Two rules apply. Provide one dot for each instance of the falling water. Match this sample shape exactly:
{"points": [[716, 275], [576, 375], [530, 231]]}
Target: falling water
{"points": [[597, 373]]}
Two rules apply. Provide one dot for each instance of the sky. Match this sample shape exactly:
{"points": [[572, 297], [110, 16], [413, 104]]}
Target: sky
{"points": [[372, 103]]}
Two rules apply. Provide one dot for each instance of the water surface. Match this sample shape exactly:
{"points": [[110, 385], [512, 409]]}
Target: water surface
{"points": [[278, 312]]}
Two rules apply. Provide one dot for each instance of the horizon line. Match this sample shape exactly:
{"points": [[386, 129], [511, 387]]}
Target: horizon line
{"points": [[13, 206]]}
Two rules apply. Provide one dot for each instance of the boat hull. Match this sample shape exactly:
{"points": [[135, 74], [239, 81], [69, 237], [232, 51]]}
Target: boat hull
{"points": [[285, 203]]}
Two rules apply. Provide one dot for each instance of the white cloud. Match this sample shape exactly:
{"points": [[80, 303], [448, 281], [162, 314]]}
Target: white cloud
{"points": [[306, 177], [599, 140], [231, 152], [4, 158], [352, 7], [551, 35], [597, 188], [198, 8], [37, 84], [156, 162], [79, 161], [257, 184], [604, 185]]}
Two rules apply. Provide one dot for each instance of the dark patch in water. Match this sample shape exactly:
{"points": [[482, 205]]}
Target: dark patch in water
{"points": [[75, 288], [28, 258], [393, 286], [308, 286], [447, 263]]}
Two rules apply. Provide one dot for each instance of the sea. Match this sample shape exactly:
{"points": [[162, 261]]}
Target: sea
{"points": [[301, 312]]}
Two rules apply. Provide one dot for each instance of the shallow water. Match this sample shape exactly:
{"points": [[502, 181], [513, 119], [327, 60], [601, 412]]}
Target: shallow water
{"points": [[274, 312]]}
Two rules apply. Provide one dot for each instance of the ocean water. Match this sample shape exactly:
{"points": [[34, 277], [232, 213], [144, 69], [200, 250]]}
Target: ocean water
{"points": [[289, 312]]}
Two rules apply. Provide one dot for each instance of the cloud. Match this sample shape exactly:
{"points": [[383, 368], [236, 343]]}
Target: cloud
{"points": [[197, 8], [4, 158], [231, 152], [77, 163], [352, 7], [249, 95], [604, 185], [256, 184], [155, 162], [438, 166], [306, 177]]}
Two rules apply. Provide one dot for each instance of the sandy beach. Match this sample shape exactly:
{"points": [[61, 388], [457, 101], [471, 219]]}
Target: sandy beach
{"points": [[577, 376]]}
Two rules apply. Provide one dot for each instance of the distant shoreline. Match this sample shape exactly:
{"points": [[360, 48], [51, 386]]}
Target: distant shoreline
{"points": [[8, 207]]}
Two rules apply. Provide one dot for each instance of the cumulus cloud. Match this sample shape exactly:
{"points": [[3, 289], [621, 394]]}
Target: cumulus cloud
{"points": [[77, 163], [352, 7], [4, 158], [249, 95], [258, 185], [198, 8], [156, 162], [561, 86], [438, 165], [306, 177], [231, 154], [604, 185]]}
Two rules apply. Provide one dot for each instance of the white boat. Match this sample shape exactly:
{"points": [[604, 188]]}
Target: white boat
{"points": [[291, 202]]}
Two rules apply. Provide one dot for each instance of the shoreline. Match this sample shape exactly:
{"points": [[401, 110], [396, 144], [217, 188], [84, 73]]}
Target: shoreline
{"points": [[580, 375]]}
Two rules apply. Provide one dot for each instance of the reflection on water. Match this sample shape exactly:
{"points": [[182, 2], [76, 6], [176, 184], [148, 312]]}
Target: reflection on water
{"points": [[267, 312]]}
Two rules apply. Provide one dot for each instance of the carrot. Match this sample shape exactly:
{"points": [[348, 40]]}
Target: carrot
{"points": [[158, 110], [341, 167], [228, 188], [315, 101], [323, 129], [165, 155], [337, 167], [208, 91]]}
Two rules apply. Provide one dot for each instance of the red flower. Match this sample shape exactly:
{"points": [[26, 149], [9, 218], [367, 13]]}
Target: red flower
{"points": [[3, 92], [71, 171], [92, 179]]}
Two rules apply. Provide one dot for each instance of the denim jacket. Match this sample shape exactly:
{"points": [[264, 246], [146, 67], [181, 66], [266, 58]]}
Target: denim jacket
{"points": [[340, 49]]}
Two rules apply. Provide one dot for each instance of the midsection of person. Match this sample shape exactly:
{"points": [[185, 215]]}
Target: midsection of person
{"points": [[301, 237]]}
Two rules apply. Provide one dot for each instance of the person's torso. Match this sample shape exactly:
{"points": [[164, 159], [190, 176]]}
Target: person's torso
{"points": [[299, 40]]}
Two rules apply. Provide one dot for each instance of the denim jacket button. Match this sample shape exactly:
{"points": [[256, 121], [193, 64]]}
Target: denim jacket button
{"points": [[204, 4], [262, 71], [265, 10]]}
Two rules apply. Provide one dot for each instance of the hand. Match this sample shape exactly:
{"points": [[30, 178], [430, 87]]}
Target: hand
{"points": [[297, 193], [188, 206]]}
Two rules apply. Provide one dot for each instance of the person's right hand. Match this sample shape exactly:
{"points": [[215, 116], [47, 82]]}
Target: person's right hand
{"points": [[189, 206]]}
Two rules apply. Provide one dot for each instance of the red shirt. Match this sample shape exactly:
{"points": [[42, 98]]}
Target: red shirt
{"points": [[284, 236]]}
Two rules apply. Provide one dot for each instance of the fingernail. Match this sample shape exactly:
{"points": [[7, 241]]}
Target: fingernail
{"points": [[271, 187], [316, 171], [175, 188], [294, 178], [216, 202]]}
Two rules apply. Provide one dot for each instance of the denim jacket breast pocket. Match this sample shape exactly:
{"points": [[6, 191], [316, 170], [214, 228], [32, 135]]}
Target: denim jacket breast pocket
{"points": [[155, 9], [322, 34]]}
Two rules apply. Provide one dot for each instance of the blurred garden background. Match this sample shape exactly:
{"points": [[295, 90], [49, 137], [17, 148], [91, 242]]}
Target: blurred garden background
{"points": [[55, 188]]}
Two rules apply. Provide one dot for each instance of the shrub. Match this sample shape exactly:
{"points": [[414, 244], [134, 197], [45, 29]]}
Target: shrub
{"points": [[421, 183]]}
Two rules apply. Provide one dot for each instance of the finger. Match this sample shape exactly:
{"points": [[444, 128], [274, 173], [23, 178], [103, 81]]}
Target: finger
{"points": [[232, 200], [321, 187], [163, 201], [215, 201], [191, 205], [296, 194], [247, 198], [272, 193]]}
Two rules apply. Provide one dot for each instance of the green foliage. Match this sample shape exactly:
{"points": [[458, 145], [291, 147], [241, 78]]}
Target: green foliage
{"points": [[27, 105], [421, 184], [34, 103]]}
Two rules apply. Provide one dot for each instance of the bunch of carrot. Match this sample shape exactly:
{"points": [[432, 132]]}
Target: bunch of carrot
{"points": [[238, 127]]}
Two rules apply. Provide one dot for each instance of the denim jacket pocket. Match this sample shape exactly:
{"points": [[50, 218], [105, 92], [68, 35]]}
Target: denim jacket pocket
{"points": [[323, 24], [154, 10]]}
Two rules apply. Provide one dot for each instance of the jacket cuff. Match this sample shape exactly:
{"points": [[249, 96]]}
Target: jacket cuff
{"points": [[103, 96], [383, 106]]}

────────

### Your objective:
Make an exact copy of every record in the listing.

### Answer for this exercise:
Two rules apply. Provide one dot for each instance of the falling water. Match this sample shape exactly:
{"points": [[716, 275], [576, 375], [530, 231]]}
Target: falling water
{"points": [[597, 373]]}
Two rules apply. Provide one dot for each instance of the sky. Match this sample shape exactly:
{"points": [[572, 297], [110, 16], [413, 104]]}
Target: sky
{"points": [[372, 103]]}
Two rules apply. Provide one dot for each instance of the water surface. Match this sample shape exactly:
{"points": [[110, 385], [512, 409]]}
Target: water surface
{"points": [[278, 312]]}
Two rules apply. Provide one dot for each instance of the horizon line. Match this sample shape exactly:
{"points": [[386, 129], [511, 387]]}
Target: horizon line
{"points": [[13, 206]]}
Two rules apply. Provide one dot for each instance of the boat hull. Match this sample shape exactly:
{"points": [[135, 74], [239, 81], [69, 237], [232, 51]]}
Target: boat hull
{"points": [[285, 203]]}
Two rules apply. Provide one dot for each instance of the white cloud. Match this sample shape exactly:
{"points": [[80, 303], [448, 281], [162, 314]]}
Target: white cloud
{"points": [[306, 177], [599, 140], [231, 152], [4, 158], [352, 7], [551, 35], [597, 188], [198, 8], [37, 84], [156, 162], [79, 161], [257, 184], [604, 185]]}
Two rules apply. Provide one dot for each instance of the dark patch in water. Match this sample shape exactly:
{"points": [[482, 205]]}
Target: dark patch in water
{"points": [[75, 288], [28, 258], [393, 286], [308, 286], [447, 263]]}
Two rules apply. Provide one dot for each instance of the sea. Match this sample shape exactly:
{"points": [[162, 261]]}
Target: sea
{"points": [[301, 312]]}
Two rules apply. Provide one dot for each instance of the shallow water. Match this sample shape exactly:
{"points": [[502, 181], [513, 119], [327, 60], [601, 412]]}
Target: shallow water
{"points": [[274, 312]]}
Two rules apply. Provide one dot for each instance of the ocean water. Match this sample shape exactly:
{"points": [[34, 277], [232, 213], [144, 69], [200, 250]]}
Target: ocean water
{"points": [[289, 312]]}
Two rules apply. Provide one dot for each instance of the cloud. Match this sample shape exactly:
{"points": [[383, 368], [236, 343]]}
Target: cloud
{"points": [[197, 8], [4, 158], [231, 152], [77, 163], [352, 7], [249, 95], [604, 185], [256, 184], [155, 162], [438, 166], [306, 177]]}
Two rules apply. Provide one dot for each instance of the sandy beach. Match this sample shape exactly:
{"points": [[61, 388], [457, 101], [471, 219]]}
Target: sandy beach
{"points": [[577, 376]]}
Two rules apply. Provide one dot for each instance of the distant shoreline. Match this sample shape exactly:
{"points": [[360, 48], [51, 386]]}
Target: distant shoreline
{"points": [[8, 207]]}
Two rules apply. Provide one dot for each instance of the cumulus cloud. Match this sample shape exactly:
{"points": [[3, 289], [621, 394]]}
Target: cumulus cloud
{"points": [[77, 163], [352, 7], [4, 158], [249, 95], [258, 185], [198, 8], [156, 162], [561, 86], [438, 165], [306, 177], [231, 154], [604, 185]]}
Two rules apply. Provide one dot for each instance of the white boat. Match this sample shape exactly:
{"points": [[604, 188]]}
Target: white boat
{"points": [[291, 202]]}
Two rules apply. Provide one dot for each instance of the shoreline. Match this sample shape exactly:
{"points": [[401, 110], [396, 144], [217, 188], [84, 73]]}
Target: shoreline
{"points": [[580, 375]]}
Two rules apply. Provide one dot for each instance of the reflection on water. Match this sample shape exactly:
{"points": [[182, 2], [76, 6], [176, 184], [148, 312]]}
Target: reflection on water
{"points": [[267, 312]]}
Two rules apply. Provide one dot for each instance of the carrot. Match this sample shape exactly:
{"points": [[348, 40]]}
Target: carrot
{"points": [[158, 110], [341, 167], [228, 188], [315, 101], [323, 129], [165, 155], [337, 167], [208, 91]]}
Two rules apply. Provide one dot for each instance of the red flower. Match this sample shape exactly:
{"points": [[26, 149], [9, 218], [367, 13]]}
Target: red flower
{"points": [[3, 92], [71, 171], [92, 179]]}
Two rules apply. Provide one dot for each instance of the denim jacket. Match this sample shape exactly:
{"points": [[264, 246], [146, 67], [181, 66], [266, 58]]}
Target: denim jacket
{"points": [[340, 49]]}
Two rules apply. Provide one dot for each instance of the midsection of person. Match this sample shape exactly:
{"points": [[185, 215]]}
Target: midsection of person
{"points": [[301, 237]]}
Two rules apply. Provide one dot for each instance of the person's torso. Match this sample shape exactly:
{"points": [[164, 159], [190, 176]]}
Target: person's torso
{"points": [[299, 40]]}
Two rules apply. Provide one dot for each instance of the denim jacket button. Match this sample shape exactly:
{"points": [[256, 121], [193, 64]]}
Target: denim jacket button
{"points": [[204, 4], [262, 71], [265, 10]]}
Two rules apply. Provide one dot for each instance of the hand. Match this sample shape exactly:
{"points": [[30, 178], [430, 87]]}
Target: hand
{"points": [[297, 193], [188, 206]]}
Two rules apply. Provide one dot for each instance of the person's right hand. Match this sample shape exactly:
{"points": [[215, 116], [47, 82]]}
Target: person's right hand
{"points": [[189, 206]]}
Two rules apply. Provide one dot for each instance of the red shirt. Match this sample shape exactly:
{"points": [[42, 98]]}
Target: red shirt
{"points": [[284, 236]]}
Two rules apply. Provide one dot for each instance of the fingernail. Match this sample shape exactly:
{"points": [[7, 241]]}
Target: fingernail
{"points": [[271, 187], [316, 171], [175, 188], [294, 178], [216, 202]]}
Two rules apply. Provide one dot for each instance of the denim jacket breast pocket. Match this sample shape exactly:
{"points": [[6, 191], [316, 170], [214, 228], [32, 135]]}
Target: denim jacket breast pocket
{"points": [[155, 9], [322, 34]]}
Two rules apply. Provide one dot for each instance of the blurred garden background. Match this sample shape exactly:
{"points": [[295, 90], [49, 137], [17, 148], [91, 242]]}
Target: blurred garden background
{"points": [[55, 188]]}
Two rules apply. Provide one dot for each instance of the shrub. Match this sample shape exactly:
{"points": [[414, 244], [134, 197], [45, 29]]}
Target: shrub
{"points": [[421, 183]]}
Two rules apply. Provide one dot for each instance of the finger. Match this sample shape exactly:
{"points": [[444, 128], [274, 173], [23, 178], [103, 81]]}
Target: finger
{"points": [[232, 200], [321, 187], [163, 201], [215, 201], [191, 205], [296, 194], [247, 198], [272, 193]]}
Two rules apply. Provide one dot for each instance of the green foliage. Match this sample shape exactly:
{"points": [[458, 145], [291, 147], [241, 78]]}
Target: green foliage
{"points": [[27, 105], [421, 184], [34, 103]]}
Two rules apply. Provide one dot for each instance of the bunch of carrot. Match this sample shape exactly:
{"points": [[432, 132]]}
Target: bunch of carrot
{"points": [[238, 127]]}
Two rules apply. Provide one dot for each instance of the denim jacket pocket. Match this sample shape exactly:
{"points": [[50, 218], [105, 92], [68, 35]]}
Target: denim jacket pocket
{"points": [[323, 24], [154, 10]]}
Two rules apply. Provide one dot for each instance of the jacket cuff. Match this sample shape exactly:
{"points": [[249, 96]]}
Target: jacket cuff
{"points": [[103, 96], [383, 106]]}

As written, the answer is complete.